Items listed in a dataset

● ● ●

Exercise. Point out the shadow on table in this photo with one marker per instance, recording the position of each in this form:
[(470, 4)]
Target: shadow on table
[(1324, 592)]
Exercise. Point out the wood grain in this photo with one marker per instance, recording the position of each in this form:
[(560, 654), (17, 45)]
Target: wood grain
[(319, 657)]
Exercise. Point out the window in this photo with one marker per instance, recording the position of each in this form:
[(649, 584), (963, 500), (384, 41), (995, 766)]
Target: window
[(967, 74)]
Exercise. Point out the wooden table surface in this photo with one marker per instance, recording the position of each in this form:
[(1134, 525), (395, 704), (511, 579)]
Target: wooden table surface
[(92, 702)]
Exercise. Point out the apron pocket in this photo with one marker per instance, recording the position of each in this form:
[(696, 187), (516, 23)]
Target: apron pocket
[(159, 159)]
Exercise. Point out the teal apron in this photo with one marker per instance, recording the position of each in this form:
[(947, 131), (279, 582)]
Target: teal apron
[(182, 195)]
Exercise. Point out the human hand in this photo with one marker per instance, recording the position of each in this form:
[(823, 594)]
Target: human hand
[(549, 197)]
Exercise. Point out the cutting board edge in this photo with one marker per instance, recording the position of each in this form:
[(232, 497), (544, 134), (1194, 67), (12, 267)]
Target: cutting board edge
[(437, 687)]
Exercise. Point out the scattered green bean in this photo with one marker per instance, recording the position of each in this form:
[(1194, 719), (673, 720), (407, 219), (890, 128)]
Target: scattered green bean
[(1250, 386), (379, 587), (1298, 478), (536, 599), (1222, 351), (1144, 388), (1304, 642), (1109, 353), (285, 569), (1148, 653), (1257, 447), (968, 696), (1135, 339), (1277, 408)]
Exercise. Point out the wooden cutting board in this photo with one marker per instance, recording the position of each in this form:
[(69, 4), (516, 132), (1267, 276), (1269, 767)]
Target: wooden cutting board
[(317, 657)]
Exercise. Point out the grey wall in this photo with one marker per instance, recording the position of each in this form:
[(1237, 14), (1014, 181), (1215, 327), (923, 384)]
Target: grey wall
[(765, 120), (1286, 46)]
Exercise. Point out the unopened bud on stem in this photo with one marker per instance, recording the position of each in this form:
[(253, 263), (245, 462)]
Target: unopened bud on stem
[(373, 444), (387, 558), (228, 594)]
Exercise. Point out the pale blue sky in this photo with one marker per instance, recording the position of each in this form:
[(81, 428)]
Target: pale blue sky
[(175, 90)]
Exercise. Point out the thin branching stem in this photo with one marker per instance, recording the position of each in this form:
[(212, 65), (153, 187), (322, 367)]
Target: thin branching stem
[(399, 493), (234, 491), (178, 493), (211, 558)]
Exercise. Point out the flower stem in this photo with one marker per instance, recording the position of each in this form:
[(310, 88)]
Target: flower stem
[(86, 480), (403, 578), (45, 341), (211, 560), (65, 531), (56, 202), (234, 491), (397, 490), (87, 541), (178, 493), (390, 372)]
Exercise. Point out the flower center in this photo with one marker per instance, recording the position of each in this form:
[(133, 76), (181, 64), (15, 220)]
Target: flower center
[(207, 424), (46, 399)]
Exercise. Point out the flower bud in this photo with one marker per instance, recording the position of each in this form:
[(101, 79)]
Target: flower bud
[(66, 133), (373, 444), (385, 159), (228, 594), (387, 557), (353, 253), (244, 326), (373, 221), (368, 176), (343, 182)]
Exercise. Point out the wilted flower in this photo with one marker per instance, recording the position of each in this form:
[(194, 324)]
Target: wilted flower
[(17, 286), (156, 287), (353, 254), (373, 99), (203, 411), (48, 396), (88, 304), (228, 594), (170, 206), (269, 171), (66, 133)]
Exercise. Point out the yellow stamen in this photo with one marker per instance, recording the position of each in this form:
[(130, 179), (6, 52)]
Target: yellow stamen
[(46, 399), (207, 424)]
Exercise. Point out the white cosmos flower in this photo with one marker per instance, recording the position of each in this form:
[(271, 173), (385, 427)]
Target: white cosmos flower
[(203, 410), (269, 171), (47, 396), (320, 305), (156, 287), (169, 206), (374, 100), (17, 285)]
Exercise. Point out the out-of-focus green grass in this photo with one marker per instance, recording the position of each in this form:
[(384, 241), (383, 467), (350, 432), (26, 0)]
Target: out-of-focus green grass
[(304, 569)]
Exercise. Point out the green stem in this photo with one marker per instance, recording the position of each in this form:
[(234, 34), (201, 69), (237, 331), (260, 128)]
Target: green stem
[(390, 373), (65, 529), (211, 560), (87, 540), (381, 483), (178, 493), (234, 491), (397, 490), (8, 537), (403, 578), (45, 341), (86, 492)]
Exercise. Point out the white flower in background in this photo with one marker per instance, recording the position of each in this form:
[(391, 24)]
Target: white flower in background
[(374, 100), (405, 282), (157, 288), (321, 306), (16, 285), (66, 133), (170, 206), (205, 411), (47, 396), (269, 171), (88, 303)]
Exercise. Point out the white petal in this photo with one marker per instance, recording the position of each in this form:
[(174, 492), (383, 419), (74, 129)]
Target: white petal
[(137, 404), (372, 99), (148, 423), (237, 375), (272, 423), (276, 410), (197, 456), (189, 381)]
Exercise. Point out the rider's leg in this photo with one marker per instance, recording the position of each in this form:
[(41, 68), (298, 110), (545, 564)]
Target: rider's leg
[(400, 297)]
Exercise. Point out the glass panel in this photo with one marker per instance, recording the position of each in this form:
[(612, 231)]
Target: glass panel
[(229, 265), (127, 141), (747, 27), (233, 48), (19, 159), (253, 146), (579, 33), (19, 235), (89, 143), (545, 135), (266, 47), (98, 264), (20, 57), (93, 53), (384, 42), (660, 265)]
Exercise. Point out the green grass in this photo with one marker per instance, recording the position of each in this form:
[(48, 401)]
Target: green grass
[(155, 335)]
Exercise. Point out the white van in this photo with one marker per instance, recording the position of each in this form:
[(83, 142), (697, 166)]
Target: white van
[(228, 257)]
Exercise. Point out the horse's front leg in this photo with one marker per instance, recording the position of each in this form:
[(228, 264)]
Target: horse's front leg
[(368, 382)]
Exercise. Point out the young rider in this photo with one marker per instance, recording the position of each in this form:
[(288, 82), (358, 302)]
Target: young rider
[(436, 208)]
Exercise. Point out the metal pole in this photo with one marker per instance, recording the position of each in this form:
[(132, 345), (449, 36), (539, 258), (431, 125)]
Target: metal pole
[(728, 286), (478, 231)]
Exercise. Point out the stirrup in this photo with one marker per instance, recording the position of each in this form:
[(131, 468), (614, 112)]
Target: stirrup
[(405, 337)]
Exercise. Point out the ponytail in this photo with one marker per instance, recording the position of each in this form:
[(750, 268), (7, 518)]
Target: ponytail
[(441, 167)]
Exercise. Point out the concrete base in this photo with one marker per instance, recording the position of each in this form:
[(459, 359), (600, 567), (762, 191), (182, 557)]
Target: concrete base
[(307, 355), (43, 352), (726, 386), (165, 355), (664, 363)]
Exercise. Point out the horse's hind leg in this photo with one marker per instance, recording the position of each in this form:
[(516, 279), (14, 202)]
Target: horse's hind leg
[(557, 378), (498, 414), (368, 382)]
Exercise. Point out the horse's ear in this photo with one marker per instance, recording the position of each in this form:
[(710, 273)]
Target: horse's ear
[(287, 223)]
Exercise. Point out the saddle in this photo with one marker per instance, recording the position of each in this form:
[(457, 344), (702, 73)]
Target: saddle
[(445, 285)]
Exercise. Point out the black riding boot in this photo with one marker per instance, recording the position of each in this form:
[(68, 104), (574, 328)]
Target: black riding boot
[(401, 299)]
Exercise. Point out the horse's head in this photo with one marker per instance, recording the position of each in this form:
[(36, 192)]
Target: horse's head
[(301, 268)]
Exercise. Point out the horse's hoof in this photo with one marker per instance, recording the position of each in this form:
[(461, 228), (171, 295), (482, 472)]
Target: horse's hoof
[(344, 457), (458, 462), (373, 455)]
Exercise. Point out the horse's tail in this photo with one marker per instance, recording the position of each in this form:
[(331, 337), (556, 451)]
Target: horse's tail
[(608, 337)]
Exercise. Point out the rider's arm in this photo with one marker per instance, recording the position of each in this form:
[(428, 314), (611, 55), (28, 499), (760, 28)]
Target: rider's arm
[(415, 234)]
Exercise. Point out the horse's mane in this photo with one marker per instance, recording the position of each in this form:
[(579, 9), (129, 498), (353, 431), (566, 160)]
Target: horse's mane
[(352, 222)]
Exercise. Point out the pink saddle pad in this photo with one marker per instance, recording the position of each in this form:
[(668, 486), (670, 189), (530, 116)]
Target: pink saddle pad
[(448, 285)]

● ● ●

## [WHAT THIS TASK INVOLVES]
Restate word for word the lines of the data above, starting at the line containing "Target: horse's hind leg" and ending at the line containing "Exercise. Point out the black", both included, and nothing more.

## [RESPONSE BOX]
Target: horse's hind leg
[(557, 378), (498, 414), (368, 382)]
Exercise. Point out the horse's ear in this photo with one marker per instance, recording the position of each in this form:
[(710, 273)]
Target: horse's ear
[(287, 223)]
Exercise. Point out the saddle in this photo with one marker per instance, recording the position of each in this form:
[(457, 344), (702, 73)]
Target: saddle
[(445, 285)]
Exercise. Point out the black riding boot in this photo with one marker per instance, recording the position of each in this form:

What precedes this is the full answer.